- _Task requirements_
Please copy the listing below word for word, keeping every line unchanged.

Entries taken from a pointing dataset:

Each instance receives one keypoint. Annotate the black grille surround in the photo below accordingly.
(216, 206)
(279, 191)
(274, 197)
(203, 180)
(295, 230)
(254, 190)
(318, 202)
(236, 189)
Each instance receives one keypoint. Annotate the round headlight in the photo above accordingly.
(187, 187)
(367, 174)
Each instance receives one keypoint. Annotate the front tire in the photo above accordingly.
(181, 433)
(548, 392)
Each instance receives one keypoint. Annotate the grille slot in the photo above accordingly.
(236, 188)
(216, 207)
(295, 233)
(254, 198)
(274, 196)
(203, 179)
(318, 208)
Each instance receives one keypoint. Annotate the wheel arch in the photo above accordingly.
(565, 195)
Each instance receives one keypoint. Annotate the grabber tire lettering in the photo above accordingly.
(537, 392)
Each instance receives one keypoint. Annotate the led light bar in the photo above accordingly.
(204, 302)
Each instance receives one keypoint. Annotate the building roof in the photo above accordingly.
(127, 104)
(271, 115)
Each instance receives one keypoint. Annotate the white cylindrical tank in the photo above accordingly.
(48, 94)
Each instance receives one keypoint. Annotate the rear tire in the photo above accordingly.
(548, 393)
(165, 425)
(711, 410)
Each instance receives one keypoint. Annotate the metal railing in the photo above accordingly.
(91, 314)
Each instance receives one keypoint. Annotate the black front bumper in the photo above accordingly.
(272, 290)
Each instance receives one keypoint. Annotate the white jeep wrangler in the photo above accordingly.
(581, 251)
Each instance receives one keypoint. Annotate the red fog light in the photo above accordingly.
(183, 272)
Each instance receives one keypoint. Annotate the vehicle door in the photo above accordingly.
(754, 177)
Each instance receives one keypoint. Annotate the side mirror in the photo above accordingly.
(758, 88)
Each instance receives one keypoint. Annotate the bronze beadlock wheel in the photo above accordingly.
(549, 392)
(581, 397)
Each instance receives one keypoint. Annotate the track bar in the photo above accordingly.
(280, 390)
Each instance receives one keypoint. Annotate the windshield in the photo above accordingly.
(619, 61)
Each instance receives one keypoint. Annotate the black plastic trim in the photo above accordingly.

- _Task answer_
Each instance receives one keypoint. Annotate the black grille surround in the photo below accordingly.
(216, 206)
(279, 191)
(274, 197)
(203, 180)
(295, 230)
(254, 190)
(318, 202)
(236, 189)
Each instance receives one keypoint. Annotate the round headlight in the photo above accordingly.
(187, 187)
(367, 174)
Each instance receives one keypoint. Annotate the front tire in the photo above accordingly.
(181, 433)
(548, 392)
Each instance receives one keypoint. Annotate the grille slot in the photo above accordingly.
(236, 188)
(216, 207)
(295, 233)
(254, 198)
(274, 196)
(203, 179)
(318, 208)
Each instance receives one keypoint. Annotate the wheel arch in the photo above accordingly.
(565, 195)
Each instance receives one keypoint. Annotate the grabber tire lettering in the photo above accordingly.
(537, 392)
Each instance receives one keypoint. Annotate the led light bar in the photo above accordingly.
(204, 302)
Each instance receives one keypoint. Annotate the building roof in the photo above accordingly.
(127, 104)
(271, 115)
Each instance receives one keypoint. Annotate the white cylindrical tank in the photo above accordingly.
(48, 94)
Each instance receives one keypoint. Annotate the rear tire in the photo above accordingly.
(548, 393)
(165, 425)
(711, 410)
Each instance receives one keypoint. Annotate the metal railing in the photo above accordingly.
(91, 314)
Each instance receives one keypoint. Annotate the black front bumper in the photo above accordingly.
(272, 290)
Each instance receives one keypoint. Annotate the white jeep wrangler in the photo above accordingly.
(581, 251)
Each instance receives one keypoint. Annotate the red fog light in the photo above accordingly.
(183, 272)
Each instance receives one keypoint. Annotate the vehicle door in the photo above accordingly.
(754, 177)
Each instance receives one keypoint. Annotate the side mirror in the photo above accordingly.
(758, 88)
Each instance receives one keypoint. Annotate the bronze beadlock wheel in the photo above accordingly.
(549, 392)
(581, 397)
Each instance receives one keypoint. Annotate the track bar in the photo above accordingly.
(280, 390)
Each instance receives one keypoint. Annotate the windshield in the photo above accordingly.
(619, 61)
Each instance receives one keypoint. Annotate the black plastic trim in the photo above accordingly.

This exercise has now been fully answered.